─── Dataset records ───

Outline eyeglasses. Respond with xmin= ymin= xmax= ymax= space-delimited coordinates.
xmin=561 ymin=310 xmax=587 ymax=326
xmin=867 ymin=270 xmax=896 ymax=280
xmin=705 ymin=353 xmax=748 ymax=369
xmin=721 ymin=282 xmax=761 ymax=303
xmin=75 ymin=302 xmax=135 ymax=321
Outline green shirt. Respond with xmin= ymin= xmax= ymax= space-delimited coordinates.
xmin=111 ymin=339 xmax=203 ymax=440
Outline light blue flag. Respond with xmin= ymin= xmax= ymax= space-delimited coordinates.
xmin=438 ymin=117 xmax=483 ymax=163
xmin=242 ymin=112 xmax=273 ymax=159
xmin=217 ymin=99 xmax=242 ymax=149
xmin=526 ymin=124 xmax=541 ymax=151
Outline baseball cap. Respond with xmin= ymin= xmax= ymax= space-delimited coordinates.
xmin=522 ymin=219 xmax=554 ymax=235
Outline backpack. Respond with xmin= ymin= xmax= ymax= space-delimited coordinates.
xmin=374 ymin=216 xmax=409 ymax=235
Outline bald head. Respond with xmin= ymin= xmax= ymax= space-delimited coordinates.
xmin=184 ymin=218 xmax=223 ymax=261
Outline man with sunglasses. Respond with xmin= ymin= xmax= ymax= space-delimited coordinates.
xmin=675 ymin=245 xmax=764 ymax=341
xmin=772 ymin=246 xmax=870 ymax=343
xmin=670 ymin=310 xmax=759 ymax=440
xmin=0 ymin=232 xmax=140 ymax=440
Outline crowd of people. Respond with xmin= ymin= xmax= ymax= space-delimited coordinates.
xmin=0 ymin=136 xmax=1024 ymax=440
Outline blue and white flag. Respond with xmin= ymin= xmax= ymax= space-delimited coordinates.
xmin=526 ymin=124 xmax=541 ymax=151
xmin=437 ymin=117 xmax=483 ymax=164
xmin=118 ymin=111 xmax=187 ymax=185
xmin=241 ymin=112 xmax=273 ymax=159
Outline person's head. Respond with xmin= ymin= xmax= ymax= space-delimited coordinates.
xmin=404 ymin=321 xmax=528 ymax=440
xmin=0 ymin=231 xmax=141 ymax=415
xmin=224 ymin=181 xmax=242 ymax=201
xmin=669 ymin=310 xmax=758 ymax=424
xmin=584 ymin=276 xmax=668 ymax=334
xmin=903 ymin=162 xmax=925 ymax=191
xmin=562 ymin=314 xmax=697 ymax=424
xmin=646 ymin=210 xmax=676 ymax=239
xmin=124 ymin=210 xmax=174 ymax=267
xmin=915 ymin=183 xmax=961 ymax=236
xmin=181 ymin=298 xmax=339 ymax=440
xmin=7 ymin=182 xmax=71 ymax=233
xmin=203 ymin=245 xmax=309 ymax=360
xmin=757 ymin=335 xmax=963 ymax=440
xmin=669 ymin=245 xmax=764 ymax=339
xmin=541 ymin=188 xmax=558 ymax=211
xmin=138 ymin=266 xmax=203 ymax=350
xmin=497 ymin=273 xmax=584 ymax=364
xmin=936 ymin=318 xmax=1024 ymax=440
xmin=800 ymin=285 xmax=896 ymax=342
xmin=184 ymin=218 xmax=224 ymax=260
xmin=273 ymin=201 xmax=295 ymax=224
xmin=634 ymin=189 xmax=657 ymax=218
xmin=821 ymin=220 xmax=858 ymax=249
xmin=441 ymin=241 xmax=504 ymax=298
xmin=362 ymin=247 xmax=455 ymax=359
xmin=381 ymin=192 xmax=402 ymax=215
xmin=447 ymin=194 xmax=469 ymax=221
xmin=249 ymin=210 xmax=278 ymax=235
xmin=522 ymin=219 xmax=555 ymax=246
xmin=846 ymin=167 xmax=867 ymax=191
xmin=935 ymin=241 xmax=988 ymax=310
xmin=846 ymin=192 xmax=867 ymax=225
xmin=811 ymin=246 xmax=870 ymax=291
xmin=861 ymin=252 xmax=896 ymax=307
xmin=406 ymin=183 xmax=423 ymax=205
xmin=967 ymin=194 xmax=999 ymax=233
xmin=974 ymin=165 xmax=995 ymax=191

───

Reproduce the material character for character, from its first line through the line with "xmin=721 ymin=282 xmax=761 ymax=303", including that line.

> **The output**:
Outline eyeglasses. Respond with xmin= ymin= xmax= ymax= space-delimited coordinates.
xmin=561 ymin=310 xmax=587 ymax=326
xmin=867 ymin=270 xmax=896 ymax=280
xmin=705 ymin=353 xmax=748 ymax=369
xmin=721 ymin=282 xmax=761 ymax=303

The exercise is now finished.